**** BLOC DE TEXTE
Autriche: Universités occupées, 50.000 étudiants dans la rue et le gouvernement forcé à faire ses premières concessions

Ce jeudi 22 octobre, les étudiants de l’université de Vienne ont occupés leur amphithéâtre. Six jours plus tard, l’occupation s’était propagée à d’autres universités et villes autrichiennes. Le 28 octobre, 50.000 étudiants sont descendus dans la rue à Vienne et 400 à Salzburg pour manifester leur opposition au manque de moyens, d’espace et de financement pour un enseignement gratuit.

Leurs principales revendications étaient une augmentation du financement publique des universités plutôt que de donner l’argent aux banques, une opposition aux frais d’inscription et au processus de Bologne (directive européenne visant à introduire le privé dans l’éducation) ainsi qu’au système de Numerus Clausus. Après 9 jours d’occupation, le Ministre de la Science, Hahn, a déclaré que le gouvernement donnerait 34 millions d’euros en plus aux universités. En dépit du fait que ces 34 millions d’euro ne résoudront pas la crise qui s’abat sur les universités, il s’agit d’un signe clair que le gouvernement peut être forcé de faire des concessions en cas de mouvement de lutte.
********
CONSIGNE A: Dites, par oui ou par non, si l'article confirme chacune de ces affirmations, et citez à l'identique les mots qui tranchent : (i) 400 étudiants ont manifesté à Salzburg le 28 octobre ; (ii) le ministre a annoncé 50 millions d'euros supplémentaires pour les universités ; (iii) les étudiants soutenaient le système de Numerus Clausus.
CONSIGNE B: Recopiez tout ce qui va de « Ce jeudi 22 » jusqu'à « un enseignement gratuit. » dans l'article, en substituant « auditoire » à « amphithéâtre ».
**** ENTRÉES
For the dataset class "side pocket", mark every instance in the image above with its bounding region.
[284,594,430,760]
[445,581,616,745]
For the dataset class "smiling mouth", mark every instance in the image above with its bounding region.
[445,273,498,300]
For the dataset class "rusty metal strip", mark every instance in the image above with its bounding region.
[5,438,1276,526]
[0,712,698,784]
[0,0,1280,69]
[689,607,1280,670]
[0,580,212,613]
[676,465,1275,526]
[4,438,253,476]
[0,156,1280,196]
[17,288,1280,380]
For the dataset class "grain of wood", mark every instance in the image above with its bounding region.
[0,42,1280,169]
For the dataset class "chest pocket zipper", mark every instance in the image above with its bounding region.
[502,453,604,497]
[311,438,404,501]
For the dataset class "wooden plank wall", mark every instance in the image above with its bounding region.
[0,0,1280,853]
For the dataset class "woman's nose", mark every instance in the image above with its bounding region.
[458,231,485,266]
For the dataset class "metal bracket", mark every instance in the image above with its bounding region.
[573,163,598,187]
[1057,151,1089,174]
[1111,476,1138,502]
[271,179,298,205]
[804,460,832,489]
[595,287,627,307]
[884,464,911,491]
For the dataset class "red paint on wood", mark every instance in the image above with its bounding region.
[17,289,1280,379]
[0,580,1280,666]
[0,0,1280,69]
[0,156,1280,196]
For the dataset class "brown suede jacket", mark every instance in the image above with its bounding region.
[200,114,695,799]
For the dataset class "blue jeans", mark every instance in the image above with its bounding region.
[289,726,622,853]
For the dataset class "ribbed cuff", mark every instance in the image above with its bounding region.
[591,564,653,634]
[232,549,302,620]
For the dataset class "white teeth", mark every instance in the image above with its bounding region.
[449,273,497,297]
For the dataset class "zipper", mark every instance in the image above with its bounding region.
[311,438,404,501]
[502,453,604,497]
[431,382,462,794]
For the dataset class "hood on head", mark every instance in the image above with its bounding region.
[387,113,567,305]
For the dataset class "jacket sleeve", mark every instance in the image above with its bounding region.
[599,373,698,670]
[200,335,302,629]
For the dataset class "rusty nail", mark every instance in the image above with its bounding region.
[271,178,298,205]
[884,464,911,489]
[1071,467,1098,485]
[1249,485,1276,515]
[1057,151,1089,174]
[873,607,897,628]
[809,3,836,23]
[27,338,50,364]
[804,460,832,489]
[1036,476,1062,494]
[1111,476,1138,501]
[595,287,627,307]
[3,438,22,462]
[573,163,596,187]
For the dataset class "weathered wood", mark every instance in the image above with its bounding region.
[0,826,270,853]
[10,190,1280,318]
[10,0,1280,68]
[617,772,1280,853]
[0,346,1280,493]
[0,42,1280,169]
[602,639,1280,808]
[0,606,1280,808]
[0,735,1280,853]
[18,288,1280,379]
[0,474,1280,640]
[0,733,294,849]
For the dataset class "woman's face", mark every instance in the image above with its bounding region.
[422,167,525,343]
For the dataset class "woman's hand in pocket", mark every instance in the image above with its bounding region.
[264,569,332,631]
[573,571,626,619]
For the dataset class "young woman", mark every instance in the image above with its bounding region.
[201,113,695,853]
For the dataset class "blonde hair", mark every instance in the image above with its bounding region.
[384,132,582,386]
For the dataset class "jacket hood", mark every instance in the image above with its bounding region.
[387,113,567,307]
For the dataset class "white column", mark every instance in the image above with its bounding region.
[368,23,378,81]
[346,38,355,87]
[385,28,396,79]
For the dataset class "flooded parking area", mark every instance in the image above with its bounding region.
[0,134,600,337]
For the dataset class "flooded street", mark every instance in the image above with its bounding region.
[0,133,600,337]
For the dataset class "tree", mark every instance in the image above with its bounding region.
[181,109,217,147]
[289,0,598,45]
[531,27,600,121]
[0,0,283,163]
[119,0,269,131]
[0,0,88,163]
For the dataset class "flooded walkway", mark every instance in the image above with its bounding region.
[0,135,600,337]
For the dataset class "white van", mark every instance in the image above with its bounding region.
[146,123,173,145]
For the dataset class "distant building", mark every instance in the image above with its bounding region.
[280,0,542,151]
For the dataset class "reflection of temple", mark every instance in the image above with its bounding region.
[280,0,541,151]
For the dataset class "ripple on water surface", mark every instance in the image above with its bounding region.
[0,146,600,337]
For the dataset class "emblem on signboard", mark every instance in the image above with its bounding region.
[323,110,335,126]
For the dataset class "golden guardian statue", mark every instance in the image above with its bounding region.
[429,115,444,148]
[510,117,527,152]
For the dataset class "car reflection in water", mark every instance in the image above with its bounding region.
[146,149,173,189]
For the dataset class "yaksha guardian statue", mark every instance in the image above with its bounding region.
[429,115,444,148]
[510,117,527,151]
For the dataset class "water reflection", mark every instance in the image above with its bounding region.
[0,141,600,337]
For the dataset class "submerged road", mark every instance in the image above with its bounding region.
********
RÉPONSE COMPLÈTE A:
(i) Oui : « 50.000 étudiants sont descendus dans la rue à Vienne et 400 à Salzburg ».
(ii) Non : « le gouvernement donnerait 34 millions d’euros en plus aux universités ».
(iii) Non : « une opposition aux frais d’inscription et au processus de Bologne (directive européenne visant à introduire le privé dans l’éducation) ainsi qu’au système de Numerus Clausus ».

RÉPONSE COMPLÈTE B:
Ce jeudi 22 octobre, les étudiants de l’université de Vienne ont occupés leur auditoire. Six jours plus tard, l’occupation s’était propagée à d’autres universités et villes autrichiennes. Le 28 octobre, 50.000 étudiants sont descendus dans la rue à Vienne et 400 à Salzburg pour manifester leur opposition au manque de moyens, d’espace et de financement pour un enseignement gratuit.